_What is being asked_: Copy every line, starting at the one that contains "We need you to process this image and detect any flower" and ending at the one that contains "[235,144,270,179]". Leave the wording lines as they are, and multiply each bounding-box coordinate by 2.6, rounding to the nearest whole number with halves rounded up.

[Object detection data]
★ ★ ★
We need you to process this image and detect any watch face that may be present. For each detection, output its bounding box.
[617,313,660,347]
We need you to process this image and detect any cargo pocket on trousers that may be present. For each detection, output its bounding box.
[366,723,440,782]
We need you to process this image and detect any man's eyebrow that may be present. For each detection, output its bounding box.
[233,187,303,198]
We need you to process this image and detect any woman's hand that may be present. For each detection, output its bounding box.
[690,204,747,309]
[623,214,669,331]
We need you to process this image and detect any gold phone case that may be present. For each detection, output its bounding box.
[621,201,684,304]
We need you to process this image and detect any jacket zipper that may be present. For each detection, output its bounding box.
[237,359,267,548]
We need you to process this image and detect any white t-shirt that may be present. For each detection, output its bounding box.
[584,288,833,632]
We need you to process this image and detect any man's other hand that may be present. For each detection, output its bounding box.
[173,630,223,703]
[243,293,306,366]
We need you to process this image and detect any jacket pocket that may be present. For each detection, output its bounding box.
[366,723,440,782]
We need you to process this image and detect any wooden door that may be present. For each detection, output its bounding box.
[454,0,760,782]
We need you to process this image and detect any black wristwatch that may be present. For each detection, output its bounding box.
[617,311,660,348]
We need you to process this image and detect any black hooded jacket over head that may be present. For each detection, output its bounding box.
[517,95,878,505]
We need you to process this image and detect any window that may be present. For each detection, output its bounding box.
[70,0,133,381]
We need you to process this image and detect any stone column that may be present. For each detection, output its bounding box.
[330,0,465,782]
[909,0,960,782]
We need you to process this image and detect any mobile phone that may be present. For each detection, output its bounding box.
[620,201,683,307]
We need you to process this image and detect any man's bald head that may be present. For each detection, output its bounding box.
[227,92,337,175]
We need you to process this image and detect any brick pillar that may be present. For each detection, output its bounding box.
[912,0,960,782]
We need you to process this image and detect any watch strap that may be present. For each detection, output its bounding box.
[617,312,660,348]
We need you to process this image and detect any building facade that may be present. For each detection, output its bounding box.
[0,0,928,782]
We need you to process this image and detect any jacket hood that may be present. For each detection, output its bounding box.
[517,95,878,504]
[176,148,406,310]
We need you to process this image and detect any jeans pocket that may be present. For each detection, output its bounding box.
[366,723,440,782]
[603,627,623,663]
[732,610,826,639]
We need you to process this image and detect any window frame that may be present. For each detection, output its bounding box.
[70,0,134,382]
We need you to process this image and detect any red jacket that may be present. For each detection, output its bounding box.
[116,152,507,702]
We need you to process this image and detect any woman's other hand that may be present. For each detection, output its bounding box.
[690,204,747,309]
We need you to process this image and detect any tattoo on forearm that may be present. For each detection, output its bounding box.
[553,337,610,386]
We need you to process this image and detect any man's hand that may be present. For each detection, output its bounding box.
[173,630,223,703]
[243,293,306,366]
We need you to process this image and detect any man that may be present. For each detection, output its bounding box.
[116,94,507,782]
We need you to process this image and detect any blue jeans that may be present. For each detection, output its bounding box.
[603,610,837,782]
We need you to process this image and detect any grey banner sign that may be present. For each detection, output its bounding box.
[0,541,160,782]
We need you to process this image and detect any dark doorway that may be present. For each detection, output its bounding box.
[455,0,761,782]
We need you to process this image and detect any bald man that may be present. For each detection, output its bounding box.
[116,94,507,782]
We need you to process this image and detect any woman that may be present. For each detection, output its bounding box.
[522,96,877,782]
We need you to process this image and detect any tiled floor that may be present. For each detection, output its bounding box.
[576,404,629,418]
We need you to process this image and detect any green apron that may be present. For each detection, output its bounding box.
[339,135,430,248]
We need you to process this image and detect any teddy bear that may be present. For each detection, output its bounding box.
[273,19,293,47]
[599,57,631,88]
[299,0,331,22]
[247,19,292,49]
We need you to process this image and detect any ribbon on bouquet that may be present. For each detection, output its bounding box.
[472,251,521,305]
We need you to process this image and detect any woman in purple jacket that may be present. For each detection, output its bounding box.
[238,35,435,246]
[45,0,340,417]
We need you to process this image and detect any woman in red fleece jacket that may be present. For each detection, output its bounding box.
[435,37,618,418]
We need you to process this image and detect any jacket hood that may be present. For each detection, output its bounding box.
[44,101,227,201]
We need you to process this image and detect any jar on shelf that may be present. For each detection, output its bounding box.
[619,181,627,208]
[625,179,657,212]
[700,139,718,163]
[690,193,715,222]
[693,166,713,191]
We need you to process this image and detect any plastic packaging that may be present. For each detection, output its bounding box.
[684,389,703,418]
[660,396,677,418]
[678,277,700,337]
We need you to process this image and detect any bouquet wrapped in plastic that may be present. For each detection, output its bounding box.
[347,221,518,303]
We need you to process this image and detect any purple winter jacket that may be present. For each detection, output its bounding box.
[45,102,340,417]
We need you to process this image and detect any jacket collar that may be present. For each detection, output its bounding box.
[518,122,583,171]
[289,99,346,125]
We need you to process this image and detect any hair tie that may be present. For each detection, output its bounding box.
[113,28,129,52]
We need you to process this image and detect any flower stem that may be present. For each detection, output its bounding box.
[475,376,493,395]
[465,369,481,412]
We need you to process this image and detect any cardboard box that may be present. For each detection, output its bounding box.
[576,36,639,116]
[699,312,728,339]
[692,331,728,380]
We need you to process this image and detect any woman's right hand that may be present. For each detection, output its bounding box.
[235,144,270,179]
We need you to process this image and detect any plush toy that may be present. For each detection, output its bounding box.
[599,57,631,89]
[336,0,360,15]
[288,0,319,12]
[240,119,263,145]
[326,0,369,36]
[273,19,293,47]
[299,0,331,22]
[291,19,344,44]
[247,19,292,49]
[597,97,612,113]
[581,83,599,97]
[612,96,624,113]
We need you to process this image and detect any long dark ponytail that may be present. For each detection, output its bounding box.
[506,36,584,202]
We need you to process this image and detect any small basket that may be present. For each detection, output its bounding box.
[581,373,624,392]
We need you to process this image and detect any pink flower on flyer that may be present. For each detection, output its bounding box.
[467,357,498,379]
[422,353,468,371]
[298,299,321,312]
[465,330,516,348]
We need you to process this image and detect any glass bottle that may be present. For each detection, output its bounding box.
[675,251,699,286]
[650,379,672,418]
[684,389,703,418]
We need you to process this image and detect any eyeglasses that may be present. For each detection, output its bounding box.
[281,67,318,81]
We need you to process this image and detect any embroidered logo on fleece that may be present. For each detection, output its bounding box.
★ ★ ★
_Answer below_:
We need you to process this image and detect any flower stem that may be present. For each detection, output its bounding box.
[1235,978,1282,1027]
[1209,959,1251,1071]
We need you to process this image and detect any cardboard box that may be present. For each detection, output its bounding box.
[1498,94,1661,302]
[1817,811,1893,881]
[1799,861,1893,988]
We need you to process this image and detect any woman's right hand that may be present. For each detection, output its bounding box.
[611,374,702,465]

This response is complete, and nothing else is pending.